» **ACTIVITY**
Using the text on hydrophobic interaction, please explain in one to three sentences why hydrophobic amino acids in aqueous solutions usually end up inside proteins.

» **TEXT SHOWN**
───
2.3. Hydrophobic interaction Many studies have confirmed that hydrophobic interaction plays an important role in maintaining protein stability and forming protein tertiary structure, where the hydrophobic environment is the major factor affecting the stability of thermophilic proteins when compared with other interactions, such as salt bridges and hydrogen bonds. The hydrophobicity content has also been proposed to be informative for discriminating between mesophilic and thermophilic proteins (Modarres, Mofrad, and Sanati-Nezhad 2016). Gromiha et al., have found that 80% of thermophilic proteins show higher hydrophobicity than mesophilic ones based on a dataset of 373 protein families (Gromiha et al. 2013). The interaction force is generated mainly due to the cluster and hydrophobic amino acid side chains which instinctively repels the contact with water (Folch, Rooman, and Dehouck 2008). Therefore, the hydrophobic amino acids (nonpolar amino acids) in aqueous solutions are usually buried inside proteins, forming a hydrophobic core, whereas polar amino acids are distributed in the hydrophilic environment on the protein surface. It was reported that the
stable protein could obtain 1.3 ± 0.5 kcal/mol when every additional −CH2− group was buried in the protein (Figure 2) (Pace 1992). By introducing a methyl group into the hydrophobic core of E. coli ribonuclease H1, Ishikawa et al., have successfully achieved the thermostability of the enzyme (Ishikawa et al. 1993). This can be explained by the later research findings that more hydrophobic interaction would make the unfolding rate slower in thermostable proteins (Okada et al. 2010). Relevant literature had reported that the thermostability of D-allulose 3-epimerase from Rhodopirellula baltica was enhanced to a Δt1/2 of 50.4 min, ΔTm of 12.6 °C, and ΔT5060 of 22 °C after the site-directed mutation of L144F (Mao et al. 2020). Further detailed analysis of the structure indicated that a new hydrophobic interaction was produced in the mutation protein. A similar result was also observed in the double point mutant T130M/ E133F of (R)-selective amine transaminase from Aspergillus terreus, with 3.3-fold in t1/2 at 40 °C and 5 °C higher in T1/210 min thermal stability than wild type enzyme, which was due to the newly formed hydrophobic interactions and hydrogen bonds (Huang, Xie, and Feng 2017). Furthermore, when error-prone PCR and rational design based on B-factors were used, the thermostability of optimal variant Xyn376 from GH 11 family showed a half-life 820-fold higher than that of the wild-type enzyme at 70 °C (Xing et al. 2021). The hydrogen bonds and hydrophobic interactions were the major forces for improved thermostability by the structural analysis.
───
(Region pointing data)

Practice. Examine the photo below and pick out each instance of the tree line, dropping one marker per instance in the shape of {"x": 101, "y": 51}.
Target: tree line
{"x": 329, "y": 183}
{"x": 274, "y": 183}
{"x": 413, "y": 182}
───
» **FINISHED EXERCISE**
Hydrophobic amino acid side chains instinctively repel contact with water, so in aqueous solutions these nonpolar amino acids are usually buried inside proteins, where they form a hydrophobic core. Polar amino acids are instead distributed in the hydrophilic environment on the protein surface.